Region pointing data:
►
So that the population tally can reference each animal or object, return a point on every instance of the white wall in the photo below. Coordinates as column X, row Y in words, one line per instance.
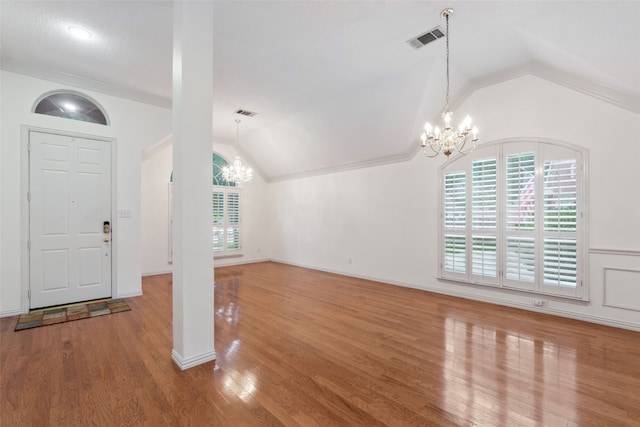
column 156, row 170
column 385, row 218
column 134, row 125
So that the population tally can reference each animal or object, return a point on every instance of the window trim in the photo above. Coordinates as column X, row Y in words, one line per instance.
column 582, row 233
column 225, row 190
column 88, row 98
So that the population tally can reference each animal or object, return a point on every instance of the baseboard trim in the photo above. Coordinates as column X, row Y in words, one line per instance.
column 616, row 323
column 190, row 362
column 156, row 273
column 9, row 313
column 129, row 294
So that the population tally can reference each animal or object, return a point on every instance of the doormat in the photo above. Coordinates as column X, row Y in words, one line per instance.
column 67, row 313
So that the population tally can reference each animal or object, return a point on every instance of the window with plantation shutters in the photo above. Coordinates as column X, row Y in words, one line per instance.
column 455, row 219
column 226, row 220
column 484, row 205
column 513, row 217
column 226, row 212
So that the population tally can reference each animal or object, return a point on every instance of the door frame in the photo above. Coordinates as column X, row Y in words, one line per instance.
column 26, row 131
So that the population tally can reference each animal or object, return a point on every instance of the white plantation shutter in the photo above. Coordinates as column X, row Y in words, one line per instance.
column 520, row 257
column 560, row 246
column 483, row 194
column 455, row 254
column 218, row 221
column 560, row 195
column 233, row 221
column 455, row 200
column 520, row 183
column 226, row 220
column 560, row 262
column 512, row 217
column 455, row 219
column 484, row 262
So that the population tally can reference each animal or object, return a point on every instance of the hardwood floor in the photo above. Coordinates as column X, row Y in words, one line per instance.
column 299, row 347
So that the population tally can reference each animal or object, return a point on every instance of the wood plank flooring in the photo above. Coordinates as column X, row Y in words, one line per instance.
column 298, row 347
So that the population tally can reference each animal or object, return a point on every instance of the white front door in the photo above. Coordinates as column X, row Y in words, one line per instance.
column 70, row 202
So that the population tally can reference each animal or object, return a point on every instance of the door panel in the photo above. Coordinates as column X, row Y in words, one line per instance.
column 70, row 198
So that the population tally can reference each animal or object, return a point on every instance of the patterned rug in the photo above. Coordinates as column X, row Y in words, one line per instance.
column 67, row 313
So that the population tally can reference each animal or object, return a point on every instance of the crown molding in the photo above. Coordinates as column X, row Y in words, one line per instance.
column 624, row 100
column 18, row 67
column 343, row 167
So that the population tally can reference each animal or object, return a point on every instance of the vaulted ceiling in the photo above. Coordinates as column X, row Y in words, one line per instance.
column 334, row 83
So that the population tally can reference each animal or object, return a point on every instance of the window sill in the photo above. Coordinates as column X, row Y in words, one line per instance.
column 227, row 255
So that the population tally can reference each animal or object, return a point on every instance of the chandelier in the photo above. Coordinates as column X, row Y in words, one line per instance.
column 237, row 172
column 446, row 139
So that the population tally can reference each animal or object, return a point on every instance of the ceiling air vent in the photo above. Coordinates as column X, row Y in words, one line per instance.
column 246, row 113
column 426, row 38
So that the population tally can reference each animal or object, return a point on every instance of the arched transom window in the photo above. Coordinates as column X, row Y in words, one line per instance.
column 71, row 105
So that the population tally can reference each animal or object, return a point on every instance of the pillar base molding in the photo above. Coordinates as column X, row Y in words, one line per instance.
column 190, row 362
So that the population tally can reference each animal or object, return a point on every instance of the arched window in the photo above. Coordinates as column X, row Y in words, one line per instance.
column 71, row 105
column 513, row 216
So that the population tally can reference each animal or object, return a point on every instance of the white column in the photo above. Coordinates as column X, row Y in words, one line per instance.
column 192, row 179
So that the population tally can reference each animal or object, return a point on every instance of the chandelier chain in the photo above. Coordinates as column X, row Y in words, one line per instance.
column 447, row 139
column 446, row 16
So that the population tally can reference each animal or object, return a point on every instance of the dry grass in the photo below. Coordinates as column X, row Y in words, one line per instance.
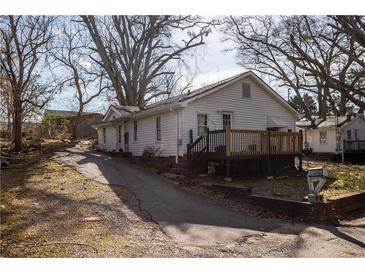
column 343, row 179
column 45, row 211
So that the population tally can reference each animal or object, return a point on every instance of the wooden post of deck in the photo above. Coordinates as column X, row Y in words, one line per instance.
column 190, row 136
column 228, row 152
column 300, row 150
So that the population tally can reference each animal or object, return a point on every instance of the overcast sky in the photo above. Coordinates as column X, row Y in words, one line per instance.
column 210, row 64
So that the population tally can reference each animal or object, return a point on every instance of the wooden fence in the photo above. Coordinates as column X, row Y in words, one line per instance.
column 239, row 143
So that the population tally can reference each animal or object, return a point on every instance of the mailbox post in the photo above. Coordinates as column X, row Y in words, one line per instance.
column 316, row 178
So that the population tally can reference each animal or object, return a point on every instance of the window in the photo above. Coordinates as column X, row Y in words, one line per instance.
column 126, row 138
column 246, row 90
column 135, row 127
column 227, row 122
column 119, row 134
column 202, row 124
column 349, row 135
column 158, row 128
column 323, row 137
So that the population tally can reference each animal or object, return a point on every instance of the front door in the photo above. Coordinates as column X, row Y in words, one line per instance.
column 126, row 142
◄
What to do
Reproduce all lines above exactly. Leave the images out.

Response below
So that the population tally can reference each animal or object, return a point on every instance of the white wall in the photo below. Coordinates as column X, row Y in words, one line per instance.
column 156, row 170
column 385, row 218
column 134, row 125
So that the population tally can reference each animal or object, return a point on every instance of the window trim in the photo above. Coordinates as column X, row Y in words, one line per instance.
column 582, row 233
column 225, row 190
column 88, row 98
So that the population tally can reference each animal or object, return a point on every instance of the baseboard trim in the photo above. Coordinates as column X, row Y in words, one line per instance.
column 616, row 323
column 190, row 362
column 156, row 273
column 9, row 313
column 129, row 294
So that the population tally can reference each animal or object, return a point on every instance of the doormat in the photo above. Coordinates as column X, row Y in words, one line per instance.
column 67, row 313
So that the population tally can reference each animal or object, return a point on every instance of the window with plantation shutters in the photo above. Coordinates as column X, row Y in words, one line per instance.
column 455, row 219
column 226, row 220
column 484, row 205
column 513, row 217
column 226, row 212
So that the population tally can reference each animal or object, return a point on every instance of the door frame in the photo above. Coordinates as column X, row Y in words, one line per instance.
column 26, row 131
So that the population tally can reference each animal or object, return a point on every instance of the white plantation shutter in the photo above. Coordinates as column X, row Y in words, one line per instance.
column 520, row 257
column 560, row 246
column 483, row 194
column 455, row 254
column 218, row 221
column 560, row 195
column 233, row 221
column 455, row 200
column 520, row 183
column 226, row 220
column 560, row 262
column 512, row 217
column 455, row 219
column 484, row 262
So that the population tally can reference each animal or object, return a point on every instance of the hardwood floor in the photo above. Coordinates as column X, row Y in words, one line per instance.
column 299, row 347
So that the population tally can reference each animal or object, return a point on every instance of the wood plank flooring in the photo above. Coordinates as column X, row Y in words, one line per instance.
column 298, row 347
So that the population tally can reference each animal or object, return a point on every instance of the white front door in the photo above. Coordinates as column X, row Y in words, one line per instance.
column 70, row 202
So that the population tally can reference each animal or object, return a point on every instance of the door panel in the photo above. Coordinates as column X, row Y in words, one line per instance.
column 70, row 198
So that the population tally can reference each animal or object, return a point on every instance of the patterned rug in the photo above. Coordinates as column X, row Y in words, one line per instance.
column 67, row 313
So that the population tally can reference each animal or object, return a point on every instance of the crown molding in the photo above. Coordinates as column X, row Y in words, one line per instance.
column 624, row 100
column 18, row 67
column 343, row 167
So that the population tally can reference each animal or object, return a point on every instance of the vaulted ceiling in the photo above. Coordinates as column X, row Y in words, one line per instance.
column 334, row 83
So that the population tally can reference each animal or object, return a point on every instance of the window sill in the photo above. Coordinates as column X, row Y in words, one line per instance.
column 227, row 255
So that the population tally can reference each animal or object, return a point on every instance of the chandelier in the photo above. Coordinates as column X, row Y in words, one line per instance.
column 237, row 172
column 446, row 139
So that the population tally can reference each animal or object, return a point on every instance of the ceiling air vent in the photo above. Coordinates as column X, row Y in words, one line per instance.
column 246, row 113
column 426, row 38
So that the population tally can reference each animal or object, return a point on every instance of the arched transom window in the photo above. Coordinates as column X, row Y in words, one line per instance.
column 71, row 105
So that the population tally can reference each animal or object, return a point on every instance of the pillar base molding in the photo above. Coordinates as column X, row Y in words, one line per instance.
column 190, row 362
So that the population tally can reference each animal or object, return a point on every instance of the arched window in the photo above. Coordinates as column X, row Y in words, one line per instance.
column 71, row 105
column 513, row 216
So that the population tally can reference each animal or object, return a point on every instance of the white column in the photo above. Coordinates as column X, row Y in words, one line per instance.
column 192, row 179
So that the population tally can reference each animal or object, return a point on every instance of the chandelier chain in the photo above. Coordinates as column X, row Y in words, one line per instance.
column 447, row 139
column 446, row 16
So that the population tally can reference each animal or object, return a point on every instance of the dry grass in the photo below. Coordinates as column X, row Y in words, one line per instance.
column 343, row 179
column 45, row 211
So that the population tally can reference each animal or object, return a point on every instance of the wooden post of deck in the photo above. Coordinates as column X, row Y in words, one line per instance.
column 190, row 136
column 228, row 152
column 300, row 150
So that the population tally can reference each animal or object, return a point on every instance of the overcast sky in the photo above. Coordinates as column X, row Y in words, one line per instance.
column 210, row 64
So that the population tally can reference each animal or object, return a point on every instance of the wooden fence in the photo above. Coordinates as column X, row Y in words, one line per instance.
column 239, row 143
So that the population tally can reference each animal or object, return a point on every instance of the mailbox post in the photo above. Coordinates as column X, row Y in words, one line per instance.
column 316, row 178
So that the population tally can reference each animal or object, return a point on every instance of the window in the photo above. Coordinates as column X, row Y in words, one line per instance.
column 126, row 138
column 246, row 90
column 135, row 127
column 227, row 122
column 119, row 134
column 202, row 124
column 349, row 135
column 158, row 128
column 323, row 137
So that the population tally can reference each animal or object, return a point on every instance of the front door in the photo above. Coordinates as column X, row Y in words, one line per instance.
column 126, row 142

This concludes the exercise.